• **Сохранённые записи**
——

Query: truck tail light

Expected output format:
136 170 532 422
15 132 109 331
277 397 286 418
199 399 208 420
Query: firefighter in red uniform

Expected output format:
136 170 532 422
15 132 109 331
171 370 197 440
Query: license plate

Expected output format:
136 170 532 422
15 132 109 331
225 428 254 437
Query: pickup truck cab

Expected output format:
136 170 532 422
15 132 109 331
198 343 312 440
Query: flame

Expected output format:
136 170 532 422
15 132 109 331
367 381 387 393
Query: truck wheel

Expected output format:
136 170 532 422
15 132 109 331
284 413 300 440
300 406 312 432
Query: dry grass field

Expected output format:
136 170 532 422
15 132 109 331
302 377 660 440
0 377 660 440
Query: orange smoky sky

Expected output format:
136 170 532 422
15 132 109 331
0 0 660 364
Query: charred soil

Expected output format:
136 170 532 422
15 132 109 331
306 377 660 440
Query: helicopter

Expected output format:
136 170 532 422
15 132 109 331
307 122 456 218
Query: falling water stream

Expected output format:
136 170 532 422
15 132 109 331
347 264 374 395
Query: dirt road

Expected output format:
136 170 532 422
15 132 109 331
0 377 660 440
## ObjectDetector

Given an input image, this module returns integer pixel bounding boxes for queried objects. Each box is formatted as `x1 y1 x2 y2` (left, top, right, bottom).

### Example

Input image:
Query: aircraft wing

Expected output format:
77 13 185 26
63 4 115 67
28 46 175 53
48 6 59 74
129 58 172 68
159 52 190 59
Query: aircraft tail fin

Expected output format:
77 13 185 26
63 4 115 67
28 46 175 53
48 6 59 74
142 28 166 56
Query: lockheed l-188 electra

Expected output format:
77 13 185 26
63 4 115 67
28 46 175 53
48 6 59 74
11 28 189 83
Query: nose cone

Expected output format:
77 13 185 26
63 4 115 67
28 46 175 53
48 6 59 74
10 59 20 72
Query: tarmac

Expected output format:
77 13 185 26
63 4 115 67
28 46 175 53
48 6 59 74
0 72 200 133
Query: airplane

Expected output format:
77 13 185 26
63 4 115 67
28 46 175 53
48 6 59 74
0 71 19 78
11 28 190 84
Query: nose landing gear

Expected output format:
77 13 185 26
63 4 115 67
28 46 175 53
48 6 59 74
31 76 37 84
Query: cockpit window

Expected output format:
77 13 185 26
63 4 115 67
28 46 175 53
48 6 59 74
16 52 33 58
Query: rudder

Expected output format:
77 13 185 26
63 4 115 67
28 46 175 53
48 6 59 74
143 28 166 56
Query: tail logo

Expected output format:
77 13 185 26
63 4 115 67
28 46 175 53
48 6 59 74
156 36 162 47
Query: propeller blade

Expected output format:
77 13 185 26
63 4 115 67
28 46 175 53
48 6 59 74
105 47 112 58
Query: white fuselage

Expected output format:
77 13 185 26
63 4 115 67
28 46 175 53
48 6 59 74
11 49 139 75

——

Поместите все строки выше в JSON-массив, чтобы каждой строке соответствовало одно строковое значение. Пустые строки пропустите.

[
  "Query: truck tail light",
  "Expected output format:",
  "136 170 532 422",
  "15 132 109 331",
  "277 397 286 418",
  "199 399 208 420",
  "Query: firefighter in red uniform",
  "Expected output format:",
  "136 170 532 422",
  "15 132 109 331",
  "171 370 197 440",
  "Query: license plate",
  "Expected output format:",
  "136 170 532 422",
  "15 132 109 331",
  "225 428 254 437",
  "Query: pickup truck cab",
  "Expected output format:",
  "136 170 532 422",
  "15 132 109 331",
  "198 343 312 440",
  "Query: flame",
  "Expected output format:",
  "136 170 532 422",
  "15 132 109 331",
  "367 381 387 393",
  "Query: truck wheel",
  "Expected output format:",
  "136 170 532 422",
  "15 132 109 331",
  "284 413 300 440",
  "300 406 312 432",
  "Query: dry grass field",
  "Expected output format:",
  "136 170 532 422",
  "15 132 109 331",
  "302 377 660 440",
  "0 377 660 440",
  "Query: orange smoky sky",
  "Expected output format:",
  "136 170 532 422",
  "15 132 109 331",
  "0 0 660 364",
  "Query: charred soil",
  "Expected output format:",
  "136 170 532 422",
  "15 132 109 331",
  "306 377 660 440",
  "Query: helicopter",
  "Expected output format:",
  "136 170 532 422",
  "15 132 109 331",
  "307 122 456 218",
  "Query: falling water stream",
  "Expected output format:",
  "136 170 532 422",
  "15 132 109 331",
  "347 264 374 395",
  "Query: dirt road",
  "Expected output format:",
  "136 170 532 422",
  "15 132 109 331",
  "0 377 660 440",
  "## ObjectDetector",
  "Given an input image, this module returns integer pixel bounding boxes for queried objects. Each box is formatted as `x1 y1 x2 y2` (left, top, right, bottom).",
  "### Example",
  "Input image:",
  "Query: aircraft wing",
  "Expected output format:",
  "77 13 185 26",
  "63 4 115 67",
  "28 46 175 53",
  "48 6 59 74",
  "129 58 172 68",
  "159 52 190 59",
  "Query: aircraft tail fin",
  "Expected output format:",
  "77 13 185 26",
  "63 4 115 67",
  "28 46 175 53",
  "48 6 59 74",
  "142 28 166 56",
  "Query: lockheed l-188 electra",
  "Expected output format:",
  "77 13 185 26",
  "63 4 115 67",
  "28 46 175 53",
  "48 6 59 74",
  "11 28 189 83",
  "Query: nose cone",
  "Expected output format:",
  "77 13 185 26",
  "63 4 115 67",
  "28 46 175 53",
  "48 6 59 74",
  "10 59 20 72",
  "Query: tarmac",
  "Expected output format:",
  "77 13 185 26",
  "63 4 115 67",
  "28 46 175 53",
  "48 6 59 74",
  "0 72 200 133",
  "Query: airplane",
  "Expected output format:",
  "77 13 185 26",
  "63 4 115 67",
  "28 46 175 53",
  "48 6 59 74",
  "0 71 19 78",
  "11 28 190 84",
  "Query: nose landing gear",
  "Expected output format:",
  "77 13 185 26",
  "63 4 115 67",
  "28 46 175 53",
  "48 6 59 74",
  "31 76 37 84",
  "Query: cockpit window",
  "Expected output format:",
  "77 13 185 26",
  "63 4 115 67",
  "28 46 175 53",
  "48 6 59 74",
  "16 52 33 58",
  "Query: rudder",
  "Expected output format:",
  "77 13 185 26",
  "63 4 115 67",
  "28 46 175 53",
  "48 6 59 74",
  "143 28 166 56",
  "Query: tail logo",
  "Expected output format:",
  "77 13 185 26",
  "63 4 115 67",
  "28 46 175 53",
  "48 6 59 74",
  "156 36 162 47",
  "Query: propeller blade",
  "Expected output format:",
  "77 13 185 26",
  "63 4 115 67",
  "28 46 175 53",
  "48 6 59 74",
  "105 47 112 58",
  "Query: white fuselage",
  "Expected output format:",
  "77 13 185 26",
  "63 4 115 67",
  "28 46 175 53",
  "48 6 59 74",
  "11 49 139 75"
]